## START SOURCE PASSAGE

What was all of this for again, oh yeah Basketball.
files <- fileList
games <- M5()
made <- games[, c("team", "player", "etype", "result", "x", "y")]
made <- made[made$etype == "shot", ]
made <- made[made$result == "made", ]
made <- made[, c("result", "x", "y")]
made <- made[complete.cases(made), ]
made$result <- ifelse(made$result == "made", 1, 0)
x <- tapply(made$result, made[, c("x", "y")], sum)
x <- ifelse(is.na(x), 0, x)
image(log(x), col = rainbow(30))
missed <- games[, c("team", "player", "etype", "result", "x", "y")]
missed <- missed[missed$etype == "shot", ]
missed <- missed[missed$result == "missed", ]
missed <- missed[, c("result", "x", "y")]
missed <- missed[complete.cases(missed), ]
missed$result <- ifelse(missed$result == "missed", 1, 0)
y <- tapply(missed$result, missed[, c("x", "y")], sum)
y <- ifelse(is.na(y), 0, x)
image(log(y), col = rainbow(30))
This code is pretty gross, it is more or less hacking to get a few plots, I realized I became so interested in importing the data in a fast and clean manner that I had little time to do anything with the actual data. At a first glance thought I expected to see the first chart but the second has me a little stumped. Maybe I will have time to look more into this later.
Just to check how good this is lets run a few years. This adds the prior season.
# Data for the year prior.
url2 <- "http://www.basketballgeek.com/downloads/2007-2008.regular_season.zip"
# Take the base of the file name at this loaction.
file2 <- basename(url2)
# Download the file from the internet.
download.file(url2, file2)
# Extract zipped contents to directory.
unzip(file2, exdir = dir)
# The list of unzipped files.
newList <- list.files(dir)
# Only the csv data files.
newList <- newList[grep(pattern = "csv", x = newList)]
# Full location to the files.
newList <- paste(dir, newList, sep = "/")
length(newList)
## [1] 2359
# Time larger set
files <- newList
benchmark(replications = rep(1, 1), M3(), M4(), M5(),
columns = c("test", "replications", "elapsed"))
## test replications elapsed
## 1 M3() 1 360.35
## 2 M4() 1 474.80
## 3 M5() 1 57.55

## END SOURCE PASSAGE
## START INFORMATION GIVEN

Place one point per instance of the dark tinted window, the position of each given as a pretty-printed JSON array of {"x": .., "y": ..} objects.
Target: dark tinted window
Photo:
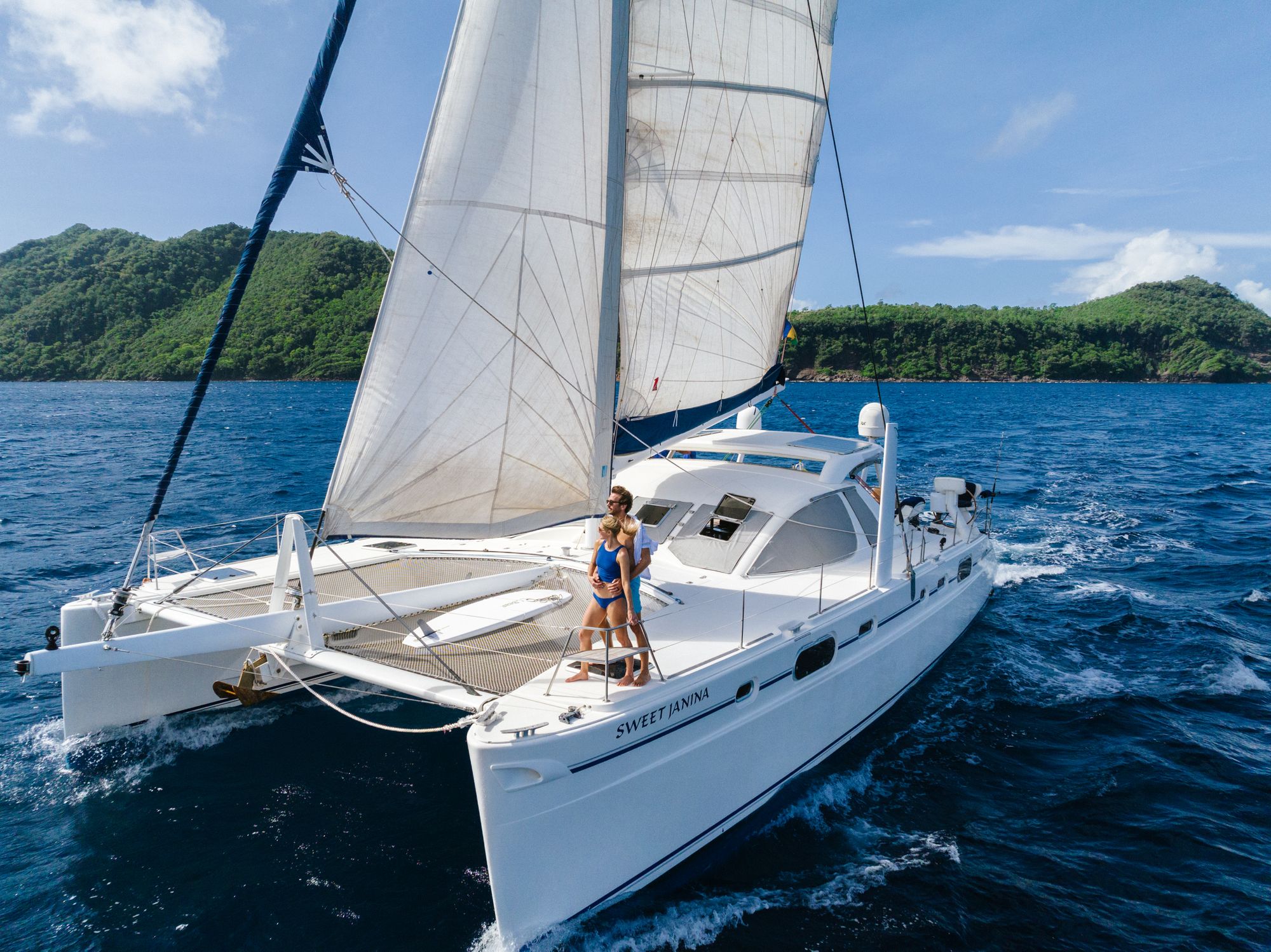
[
  {"x": 651, "y": 514},
  {"x": 814, "y": 659},
  {"x": 728, "y": 517},
  {"x": 867, "y": 513}
]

## END INFORMATION GIVEN

## [WHAT YOU NEED TO DO]
1) How would you render this sentence from the basketball post in Spanish: "Maybe I will have time to look more into this later."
2) Can you reproduce the basketball post word for word, from "# Take the base" to "csv data files."?

## [ANSWERS TO THE EXERCISES]
1) Quizás tenga tiempo de investigar esto más a fondo más adelante.

2)
# Take the base of the file name at this loaction.
file2 <- basename(url2)
# Download the file from the internet.
download.file(url2, file2)
# Extract zipped contents to directory.
unzip(file2, exdir = dir)
# The list of unzipped files.
newList <- list.files(dir)
# Only the csv data files.